## Work required:
In the listing, rewrite the lines from the one containing "Would you say there is any limestone" through the one containing "left=0, top=105, right=210, bottom=440", changing "limestone cliff" to "rock face" and leaving everything else as it is. Give back only those lines.

==== Task inputs

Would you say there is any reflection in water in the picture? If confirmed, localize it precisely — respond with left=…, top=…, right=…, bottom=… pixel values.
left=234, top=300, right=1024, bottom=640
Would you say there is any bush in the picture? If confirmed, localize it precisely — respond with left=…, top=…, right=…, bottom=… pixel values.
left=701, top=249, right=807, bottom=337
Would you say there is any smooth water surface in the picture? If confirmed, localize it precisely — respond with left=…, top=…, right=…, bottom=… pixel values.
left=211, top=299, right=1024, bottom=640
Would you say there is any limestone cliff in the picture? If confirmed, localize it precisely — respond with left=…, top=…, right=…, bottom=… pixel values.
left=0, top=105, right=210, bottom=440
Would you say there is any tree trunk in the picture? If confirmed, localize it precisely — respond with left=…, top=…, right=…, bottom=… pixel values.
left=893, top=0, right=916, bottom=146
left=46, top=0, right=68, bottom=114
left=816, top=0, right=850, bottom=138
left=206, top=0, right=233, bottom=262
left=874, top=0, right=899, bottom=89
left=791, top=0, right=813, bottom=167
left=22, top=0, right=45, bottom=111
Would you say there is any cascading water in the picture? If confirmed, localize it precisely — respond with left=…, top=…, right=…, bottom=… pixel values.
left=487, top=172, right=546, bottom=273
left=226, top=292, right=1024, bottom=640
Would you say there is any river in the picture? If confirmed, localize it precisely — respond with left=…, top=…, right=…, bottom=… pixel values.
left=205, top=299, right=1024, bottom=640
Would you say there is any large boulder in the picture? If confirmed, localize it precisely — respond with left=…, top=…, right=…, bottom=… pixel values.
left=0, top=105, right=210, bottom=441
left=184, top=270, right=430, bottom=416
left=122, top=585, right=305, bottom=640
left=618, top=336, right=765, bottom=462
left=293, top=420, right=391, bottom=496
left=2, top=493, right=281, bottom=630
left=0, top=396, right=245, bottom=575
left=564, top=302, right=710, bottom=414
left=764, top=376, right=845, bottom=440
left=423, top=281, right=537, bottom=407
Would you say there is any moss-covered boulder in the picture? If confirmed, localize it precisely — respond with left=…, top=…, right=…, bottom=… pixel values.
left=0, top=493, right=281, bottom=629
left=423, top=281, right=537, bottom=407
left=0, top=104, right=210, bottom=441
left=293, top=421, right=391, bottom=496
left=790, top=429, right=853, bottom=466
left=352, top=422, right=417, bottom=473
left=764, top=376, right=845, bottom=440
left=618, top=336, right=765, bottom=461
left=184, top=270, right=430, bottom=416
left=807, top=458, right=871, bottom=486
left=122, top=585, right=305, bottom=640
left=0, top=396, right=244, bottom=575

========

## Solution to this task:
Would you say there is any rock face in the picture? If confirmed, localize it precisely — respond with left=…, top=…, right=…, bottom=… pixel values.
left=0, top=105, right=210, bottom=440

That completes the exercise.